▶ _Text shown_:
[Begin]

[PATCH] vfs: make vfs_mount lock scale for file systems withoutmount point

From: Tim Chen
Date: Wed Apr 13 2011 - 17:59:53 EST

For a number of file systems that don't have a mount point (e.g. sockfs
and pipefs), they are not marked as long term. Therefore in
mntput_no_expire, all locks in vfs_mount lock are taken instead of just
local cpu's lock to aggregate reference counts when we release
reference to file objects. In fact, only local lock need to have been
taken to update ref counts as these file systems are in no danger of
going away unless we are ready to unregister them and we do not need to
check ref count aggregate going to 0 to free the mount structure. For an
exim mail server workload with 96 clients running on a 4 socket
Nehalem-EX system, 37% of cpu time is in contention for the
vfsmount_lock due to heavy use of mntput_no_expire when many pipes and
sockets being opened and closed.

The attached patch marks file systems without mount point as long term.
The contentions of vfs_mount lock is now completely eliminated.

[End]

▶ _Information provided_:
[Begin]

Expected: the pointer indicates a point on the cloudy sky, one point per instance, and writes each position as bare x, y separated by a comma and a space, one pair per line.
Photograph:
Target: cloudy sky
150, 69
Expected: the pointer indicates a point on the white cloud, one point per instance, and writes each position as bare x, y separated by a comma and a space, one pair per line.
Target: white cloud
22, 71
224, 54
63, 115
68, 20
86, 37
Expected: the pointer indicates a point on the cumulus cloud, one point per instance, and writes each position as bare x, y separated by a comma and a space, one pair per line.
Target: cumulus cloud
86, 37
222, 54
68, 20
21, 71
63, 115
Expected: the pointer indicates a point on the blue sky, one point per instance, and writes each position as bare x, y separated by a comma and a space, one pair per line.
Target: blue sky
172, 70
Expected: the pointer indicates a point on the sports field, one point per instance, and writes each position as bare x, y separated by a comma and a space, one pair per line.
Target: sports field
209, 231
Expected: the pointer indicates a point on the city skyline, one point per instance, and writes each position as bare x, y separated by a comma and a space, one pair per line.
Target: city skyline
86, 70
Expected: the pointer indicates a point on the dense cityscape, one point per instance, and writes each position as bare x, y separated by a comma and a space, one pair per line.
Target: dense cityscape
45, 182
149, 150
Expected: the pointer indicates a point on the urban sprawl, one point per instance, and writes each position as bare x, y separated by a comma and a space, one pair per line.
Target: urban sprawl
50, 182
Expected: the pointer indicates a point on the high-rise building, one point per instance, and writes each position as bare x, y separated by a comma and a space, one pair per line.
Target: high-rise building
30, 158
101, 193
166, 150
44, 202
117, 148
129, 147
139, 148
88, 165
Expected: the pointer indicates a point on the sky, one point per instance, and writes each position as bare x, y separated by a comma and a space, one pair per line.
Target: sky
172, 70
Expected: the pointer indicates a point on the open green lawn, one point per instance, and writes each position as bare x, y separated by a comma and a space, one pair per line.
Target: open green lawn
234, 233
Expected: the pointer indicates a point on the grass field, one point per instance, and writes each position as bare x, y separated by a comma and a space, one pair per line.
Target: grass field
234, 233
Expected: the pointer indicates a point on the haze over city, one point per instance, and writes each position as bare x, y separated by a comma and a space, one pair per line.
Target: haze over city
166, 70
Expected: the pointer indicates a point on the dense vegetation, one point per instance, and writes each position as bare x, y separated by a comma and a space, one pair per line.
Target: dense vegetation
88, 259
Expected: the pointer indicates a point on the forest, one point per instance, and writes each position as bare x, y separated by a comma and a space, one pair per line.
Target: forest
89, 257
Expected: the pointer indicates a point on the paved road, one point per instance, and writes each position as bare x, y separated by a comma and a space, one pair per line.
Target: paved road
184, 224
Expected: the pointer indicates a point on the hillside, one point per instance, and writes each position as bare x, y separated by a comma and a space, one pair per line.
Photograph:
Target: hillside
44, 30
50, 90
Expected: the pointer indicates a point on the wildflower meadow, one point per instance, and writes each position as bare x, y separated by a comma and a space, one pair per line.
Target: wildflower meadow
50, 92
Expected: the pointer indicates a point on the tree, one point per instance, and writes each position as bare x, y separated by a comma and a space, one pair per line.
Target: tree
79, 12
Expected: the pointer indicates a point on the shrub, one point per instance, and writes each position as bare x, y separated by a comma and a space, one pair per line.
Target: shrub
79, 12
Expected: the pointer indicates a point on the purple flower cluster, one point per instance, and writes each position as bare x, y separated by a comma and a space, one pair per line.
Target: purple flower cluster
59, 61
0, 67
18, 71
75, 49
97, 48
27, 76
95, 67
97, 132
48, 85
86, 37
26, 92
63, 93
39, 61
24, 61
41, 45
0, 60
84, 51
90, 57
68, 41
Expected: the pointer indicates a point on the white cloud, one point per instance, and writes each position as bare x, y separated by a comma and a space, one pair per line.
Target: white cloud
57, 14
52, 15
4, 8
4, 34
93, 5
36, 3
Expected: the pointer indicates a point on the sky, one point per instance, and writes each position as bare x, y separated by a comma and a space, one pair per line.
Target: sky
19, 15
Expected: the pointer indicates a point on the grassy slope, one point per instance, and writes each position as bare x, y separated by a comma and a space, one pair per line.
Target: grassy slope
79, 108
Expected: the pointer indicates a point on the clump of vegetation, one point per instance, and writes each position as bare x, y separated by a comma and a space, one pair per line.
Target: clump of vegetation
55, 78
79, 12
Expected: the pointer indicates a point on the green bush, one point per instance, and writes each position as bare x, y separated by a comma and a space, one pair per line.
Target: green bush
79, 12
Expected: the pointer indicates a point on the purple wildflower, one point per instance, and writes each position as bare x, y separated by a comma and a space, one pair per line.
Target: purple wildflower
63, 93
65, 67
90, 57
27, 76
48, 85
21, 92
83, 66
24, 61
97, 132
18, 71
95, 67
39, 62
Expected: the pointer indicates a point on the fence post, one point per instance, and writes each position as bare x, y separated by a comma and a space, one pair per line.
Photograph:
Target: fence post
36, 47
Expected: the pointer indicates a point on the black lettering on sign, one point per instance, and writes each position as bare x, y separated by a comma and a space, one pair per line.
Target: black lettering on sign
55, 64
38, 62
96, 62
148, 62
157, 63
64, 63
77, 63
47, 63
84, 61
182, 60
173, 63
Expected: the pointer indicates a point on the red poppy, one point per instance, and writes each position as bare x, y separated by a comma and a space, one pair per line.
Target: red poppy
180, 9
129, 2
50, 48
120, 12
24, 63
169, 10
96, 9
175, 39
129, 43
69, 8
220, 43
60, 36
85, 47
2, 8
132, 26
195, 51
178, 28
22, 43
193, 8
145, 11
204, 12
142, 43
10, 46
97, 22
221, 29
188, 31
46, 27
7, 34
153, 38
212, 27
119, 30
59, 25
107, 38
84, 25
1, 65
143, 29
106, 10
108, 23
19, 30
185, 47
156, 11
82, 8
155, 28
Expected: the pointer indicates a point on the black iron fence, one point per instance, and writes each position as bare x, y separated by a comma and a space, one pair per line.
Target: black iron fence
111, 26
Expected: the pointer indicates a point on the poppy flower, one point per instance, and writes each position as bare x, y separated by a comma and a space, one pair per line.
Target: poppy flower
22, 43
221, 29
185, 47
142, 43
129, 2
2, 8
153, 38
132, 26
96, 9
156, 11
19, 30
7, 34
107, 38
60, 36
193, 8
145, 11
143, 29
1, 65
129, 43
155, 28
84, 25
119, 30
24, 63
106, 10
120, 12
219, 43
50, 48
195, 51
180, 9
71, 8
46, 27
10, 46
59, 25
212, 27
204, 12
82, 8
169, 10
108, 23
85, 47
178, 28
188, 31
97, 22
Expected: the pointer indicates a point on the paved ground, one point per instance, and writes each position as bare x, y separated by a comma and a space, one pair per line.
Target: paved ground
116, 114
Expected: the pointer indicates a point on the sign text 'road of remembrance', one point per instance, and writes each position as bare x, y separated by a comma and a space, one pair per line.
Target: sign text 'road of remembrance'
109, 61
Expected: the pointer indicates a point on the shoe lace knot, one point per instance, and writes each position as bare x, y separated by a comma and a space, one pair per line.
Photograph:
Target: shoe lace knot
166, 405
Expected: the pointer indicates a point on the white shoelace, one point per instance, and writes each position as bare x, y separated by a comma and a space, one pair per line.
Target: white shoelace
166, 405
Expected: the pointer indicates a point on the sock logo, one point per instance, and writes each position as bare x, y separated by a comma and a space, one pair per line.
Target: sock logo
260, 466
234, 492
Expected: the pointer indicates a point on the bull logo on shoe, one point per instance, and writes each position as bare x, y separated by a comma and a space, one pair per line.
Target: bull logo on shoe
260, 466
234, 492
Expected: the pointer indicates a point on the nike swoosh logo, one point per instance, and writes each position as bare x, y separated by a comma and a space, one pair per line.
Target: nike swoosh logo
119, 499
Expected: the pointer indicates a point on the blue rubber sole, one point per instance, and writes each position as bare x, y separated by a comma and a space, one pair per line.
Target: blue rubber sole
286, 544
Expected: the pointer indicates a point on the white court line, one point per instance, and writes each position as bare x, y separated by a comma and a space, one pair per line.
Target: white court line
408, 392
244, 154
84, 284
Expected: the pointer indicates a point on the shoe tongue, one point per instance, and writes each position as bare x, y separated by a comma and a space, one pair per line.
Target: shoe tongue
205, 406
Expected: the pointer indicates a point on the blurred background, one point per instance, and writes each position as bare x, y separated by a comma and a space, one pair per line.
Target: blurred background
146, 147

[End]

Copy the passage from the kernel patch message above word for word, starting at "For a number" and ending at "point as long term.".

For a number of file systems that don't have a mount point (e.g. sockfs
and pipefs), they are not marked as long term. Therefore in
mntput_no_expire, all locks in vfs_mount lock are taken instead of just
local cpu's lock to aggregate reference counts when we release
reference to file objects. In fact, only local lock need to have been
taken to update ref counts as these file systems are in no danger of
going away unless we are ready to unregister them and we do not need to
check ref count aggregate going to 0 to free the mount structure. For an
exim mail server workload with 96 clients running on a 4 socket
Nehalem-EX system, 37% of cpu time is in contention for the
vfsmount_lock due to heavy use of mntput_no_expire when many pipes and
sockets being opened and closed.

The attached patch marks file systems without mount point as long term.